#### Task to carry out:
Once the line with "Q: For the ship mast" is found in the entries below, repeat it and each following line exactly, up to and including the line with "Q: For the red ship". Add no other lines.

#### Data shown:
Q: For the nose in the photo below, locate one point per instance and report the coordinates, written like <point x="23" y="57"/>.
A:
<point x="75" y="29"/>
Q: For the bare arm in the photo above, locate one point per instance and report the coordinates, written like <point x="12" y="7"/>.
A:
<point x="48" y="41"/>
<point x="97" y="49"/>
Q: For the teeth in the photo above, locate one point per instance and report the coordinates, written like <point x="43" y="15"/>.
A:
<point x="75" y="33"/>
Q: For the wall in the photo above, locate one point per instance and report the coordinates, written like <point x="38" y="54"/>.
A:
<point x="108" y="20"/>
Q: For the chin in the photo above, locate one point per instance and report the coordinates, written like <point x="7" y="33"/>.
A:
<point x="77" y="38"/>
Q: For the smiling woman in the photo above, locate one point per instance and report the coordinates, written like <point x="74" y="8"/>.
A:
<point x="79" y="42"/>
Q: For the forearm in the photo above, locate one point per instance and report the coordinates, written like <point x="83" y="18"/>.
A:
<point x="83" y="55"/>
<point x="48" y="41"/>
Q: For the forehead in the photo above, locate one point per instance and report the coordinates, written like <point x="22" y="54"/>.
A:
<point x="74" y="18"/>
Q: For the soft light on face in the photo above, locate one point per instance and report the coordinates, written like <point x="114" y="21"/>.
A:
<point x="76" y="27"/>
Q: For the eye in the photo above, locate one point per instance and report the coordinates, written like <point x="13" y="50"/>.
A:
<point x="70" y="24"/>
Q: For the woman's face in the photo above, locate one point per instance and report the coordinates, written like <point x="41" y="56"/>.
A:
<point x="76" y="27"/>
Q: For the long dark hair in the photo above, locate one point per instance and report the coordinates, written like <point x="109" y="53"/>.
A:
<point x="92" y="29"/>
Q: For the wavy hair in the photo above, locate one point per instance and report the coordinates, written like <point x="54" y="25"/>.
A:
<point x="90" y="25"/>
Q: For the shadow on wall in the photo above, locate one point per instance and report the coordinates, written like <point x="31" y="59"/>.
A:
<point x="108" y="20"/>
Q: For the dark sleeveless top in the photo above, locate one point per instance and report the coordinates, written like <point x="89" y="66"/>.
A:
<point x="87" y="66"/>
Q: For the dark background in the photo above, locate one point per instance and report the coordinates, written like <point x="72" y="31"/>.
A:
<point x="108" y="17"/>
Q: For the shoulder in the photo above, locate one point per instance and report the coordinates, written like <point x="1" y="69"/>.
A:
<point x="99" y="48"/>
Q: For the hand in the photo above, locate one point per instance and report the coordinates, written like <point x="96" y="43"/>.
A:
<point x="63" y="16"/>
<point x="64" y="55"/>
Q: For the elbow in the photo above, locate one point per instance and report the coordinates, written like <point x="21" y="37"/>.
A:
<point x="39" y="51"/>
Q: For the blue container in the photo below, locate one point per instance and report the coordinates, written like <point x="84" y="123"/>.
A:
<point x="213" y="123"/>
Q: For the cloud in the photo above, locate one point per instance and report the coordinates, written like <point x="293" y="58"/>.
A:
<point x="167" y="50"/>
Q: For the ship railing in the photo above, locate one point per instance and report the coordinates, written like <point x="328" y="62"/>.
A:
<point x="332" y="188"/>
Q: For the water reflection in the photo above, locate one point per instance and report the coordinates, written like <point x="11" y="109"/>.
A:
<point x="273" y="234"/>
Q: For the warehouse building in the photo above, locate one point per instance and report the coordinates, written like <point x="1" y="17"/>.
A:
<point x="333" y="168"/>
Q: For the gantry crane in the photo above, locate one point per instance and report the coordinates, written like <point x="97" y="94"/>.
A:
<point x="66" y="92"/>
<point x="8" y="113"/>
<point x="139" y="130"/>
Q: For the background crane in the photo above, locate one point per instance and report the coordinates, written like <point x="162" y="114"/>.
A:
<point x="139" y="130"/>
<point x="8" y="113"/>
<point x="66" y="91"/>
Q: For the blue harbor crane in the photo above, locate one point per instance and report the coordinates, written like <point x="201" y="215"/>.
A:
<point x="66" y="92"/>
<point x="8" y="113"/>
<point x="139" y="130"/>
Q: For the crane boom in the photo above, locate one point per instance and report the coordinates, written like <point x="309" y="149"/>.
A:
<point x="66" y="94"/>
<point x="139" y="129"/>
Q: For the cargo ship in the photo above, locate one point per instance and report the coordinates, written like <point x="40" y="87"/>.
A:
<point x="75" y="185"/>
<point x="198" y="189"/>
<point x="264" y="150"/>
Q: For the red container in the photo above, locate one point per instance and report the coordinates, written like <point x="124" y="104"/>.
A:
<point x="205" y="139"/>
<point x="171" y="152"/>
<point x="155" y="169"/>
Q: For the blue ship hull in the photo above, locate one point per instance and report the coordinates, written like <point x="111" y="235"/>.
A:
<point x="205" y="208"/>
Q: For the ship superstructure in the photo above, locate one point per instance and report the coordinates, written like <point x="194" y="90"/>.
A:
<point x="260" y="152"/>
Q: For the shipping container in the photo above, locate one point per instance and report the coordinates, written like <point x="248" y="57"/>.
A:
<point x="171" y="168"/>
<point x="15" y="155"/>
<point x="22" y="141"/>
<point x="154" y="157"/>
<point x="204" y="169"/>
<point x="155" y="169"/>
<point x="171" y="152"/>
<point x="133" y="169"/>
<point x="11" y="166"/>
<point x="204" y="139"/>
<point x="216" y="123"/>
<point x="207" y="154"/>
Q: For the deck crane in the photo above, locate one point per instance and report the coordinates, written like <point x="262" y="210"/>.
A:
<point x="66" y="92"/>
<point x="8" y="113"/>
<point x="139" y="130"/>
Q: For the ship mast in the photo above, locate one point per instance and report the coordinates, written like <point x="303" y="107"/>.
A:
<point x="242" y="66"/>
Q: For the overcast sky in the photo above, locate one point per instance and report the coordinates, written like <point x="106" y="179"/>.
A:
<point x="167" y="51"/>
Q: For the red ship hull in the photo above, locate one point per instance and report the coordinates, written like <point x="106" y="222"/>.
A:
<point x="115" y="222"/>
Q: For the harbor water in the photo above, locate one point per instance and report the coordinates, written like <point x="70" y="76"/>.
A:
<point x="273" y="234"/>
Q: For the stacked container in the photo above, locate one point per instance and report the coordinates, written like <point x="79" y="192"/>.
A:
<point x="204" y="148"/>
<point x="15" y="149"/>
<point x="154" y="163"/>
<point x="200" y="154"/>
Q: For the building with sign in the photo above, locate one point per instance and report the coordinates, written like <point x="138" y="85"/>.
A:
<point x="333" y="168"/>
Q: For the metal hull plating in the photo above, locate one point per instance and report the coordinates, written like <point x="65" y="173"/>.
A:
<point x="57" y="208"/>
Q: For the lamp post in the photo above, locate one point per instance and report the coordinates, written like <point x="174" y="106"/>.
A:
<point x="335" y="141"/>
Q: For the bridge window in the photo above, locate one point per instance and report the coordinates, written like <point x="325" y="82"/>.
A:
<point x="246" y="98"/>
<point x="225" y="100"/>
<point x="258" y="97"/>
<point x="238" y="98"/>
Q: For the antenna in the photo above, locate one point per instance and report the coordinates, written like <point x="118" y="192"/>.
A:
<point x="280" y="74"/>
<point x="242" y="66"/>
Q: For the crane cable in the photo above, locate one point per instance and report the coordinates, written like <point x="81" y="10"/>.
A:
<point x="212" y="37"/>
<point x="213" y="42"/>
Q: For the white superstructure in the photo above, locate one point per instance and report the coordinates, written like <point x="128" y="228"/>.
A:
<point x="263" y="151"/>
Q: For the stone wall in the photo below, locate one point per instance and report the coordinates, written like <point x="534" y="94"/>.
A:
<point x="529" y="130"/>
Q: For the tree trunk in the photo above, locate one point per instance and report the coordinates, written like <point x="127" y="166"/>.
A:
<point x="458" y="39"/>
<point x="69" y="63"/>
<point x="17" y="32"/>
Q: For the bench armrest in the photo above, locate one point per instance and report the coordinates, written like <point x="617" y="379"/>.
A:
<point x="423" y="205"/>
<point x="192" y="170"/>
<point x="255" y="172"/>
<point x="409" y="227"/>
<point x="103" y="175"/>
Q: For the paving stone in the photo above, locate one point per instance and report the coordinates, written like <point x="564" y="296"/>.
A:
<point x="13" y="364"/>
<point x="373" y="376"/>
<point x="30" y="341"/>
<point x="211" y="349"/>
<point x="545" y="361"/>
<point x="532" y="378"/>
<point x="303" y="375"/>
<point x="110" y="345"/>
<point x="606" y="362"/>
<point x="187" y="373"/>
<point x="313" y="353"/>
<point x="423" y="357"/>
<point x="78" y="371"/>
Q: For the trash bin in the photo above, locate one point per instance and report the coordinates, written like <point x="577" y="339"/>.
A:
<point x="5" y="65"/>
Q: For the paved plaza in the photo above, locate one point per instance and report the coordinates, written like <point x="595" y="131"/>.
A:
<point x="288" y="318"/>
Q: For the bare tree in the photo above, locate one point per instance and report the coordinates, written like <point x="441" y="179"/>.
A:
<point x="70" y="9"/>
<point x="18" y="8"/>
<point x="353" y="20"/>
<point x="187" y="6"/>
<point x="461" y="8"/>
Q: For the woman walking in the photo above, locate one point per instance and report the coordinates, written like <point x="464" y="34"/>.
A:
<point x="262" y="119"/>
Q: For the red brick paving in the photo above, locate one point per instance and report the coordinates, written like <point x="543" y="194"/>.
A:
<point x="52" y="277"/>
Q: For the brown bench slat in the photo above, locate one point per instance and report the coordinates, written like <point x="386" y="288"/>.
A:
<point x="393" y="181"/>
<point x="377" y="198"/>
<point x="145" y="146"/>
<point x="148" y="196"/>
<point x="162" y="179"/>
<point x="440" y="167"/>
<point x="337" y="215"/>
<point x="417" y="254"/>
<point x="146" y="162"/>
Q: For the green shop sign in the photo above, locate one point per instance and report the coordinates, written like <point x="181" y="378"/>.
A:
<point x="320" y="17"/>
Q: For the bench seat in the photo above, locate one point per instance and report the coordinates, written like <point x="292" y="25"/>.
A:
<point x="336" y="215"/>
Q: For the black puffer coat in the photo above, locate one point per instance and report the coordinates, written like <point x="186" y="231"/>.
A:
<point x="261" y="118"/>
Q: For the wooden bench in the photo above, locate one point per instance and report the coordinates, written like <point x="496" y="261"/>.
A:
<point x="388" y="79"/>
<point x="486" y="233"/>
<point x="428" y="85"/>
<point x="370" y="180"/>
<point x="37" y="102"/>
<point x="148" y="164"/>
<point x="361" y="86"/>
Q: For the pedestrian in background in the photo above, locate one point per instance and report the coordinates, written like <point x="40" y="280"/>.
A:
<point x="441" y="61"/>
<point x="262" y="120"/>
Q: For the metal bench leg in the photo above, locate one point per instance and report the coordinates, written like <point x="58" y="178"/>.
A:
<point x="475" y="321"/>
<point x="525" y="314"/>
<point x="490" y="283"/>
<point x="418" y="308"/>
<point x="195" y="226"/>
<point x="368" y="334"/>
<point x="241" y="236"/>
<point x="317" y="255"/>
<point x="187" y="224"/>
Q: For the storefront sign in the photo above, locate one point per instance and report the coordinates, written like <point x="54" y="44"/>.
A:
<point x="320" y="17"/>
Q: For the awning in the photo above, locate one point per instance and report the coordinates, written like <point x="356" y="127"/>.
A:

#### Solution for this exercise:
Q: For the ship mast in the photo above, locate one point per instance and report the coordinates, written like <point x="303" y="107"/>.
A:
<point x="242" y="66"/>
Q: For the overcast sky in the photo above, locate one point per instance and report the coordinates, written like <point x="106" y="179"/>.
A:
<point x="167" y="51"/>
Q: For the red ship hull in the photo above, locate one point per instance and report the coordinates, written like <point x="106" y="222"/>.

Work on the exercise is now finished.